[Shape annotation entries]

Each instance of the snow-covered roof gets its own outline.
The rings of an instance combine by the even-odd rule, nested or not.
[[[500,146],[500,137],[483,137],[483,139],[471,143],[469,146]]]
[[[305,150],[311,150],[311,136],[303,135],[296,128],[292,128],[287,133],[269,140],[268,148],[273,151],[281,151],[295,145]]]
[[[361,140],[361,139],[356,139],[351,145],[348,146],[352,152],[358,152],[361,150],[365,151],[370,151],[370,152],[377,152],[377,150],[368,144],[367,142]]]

• [GIVEN REQUEST]: Reproduce every line of the listing above, including the two opening lines. Scale each polygon vertex coordinate by 2.2 and round to the nearest whole number, rounding halves up.

• [THE RESPONSE]:
Each instance of the snow-covered roof gets its own outline.
The rings of an instance combine by the even-odd rule, nested or not.
[[[1100,321],[1100,301],[1063,301],[1063,306],[1036,315],[1032,321]]]
[[[671,330],[684,330],[684,299],[667,297],[651,282],[642,282],[631,293],[592,308],[590,326],[601,332],[618,332],[649,319]]]
[[[794,308],[794,306],[783,306],[772,319],[766,321],[774,334],[788,334],[794,330],[803,332],[814,332],[814,334],[829,334],[829,330],[810,317],[807,312]]]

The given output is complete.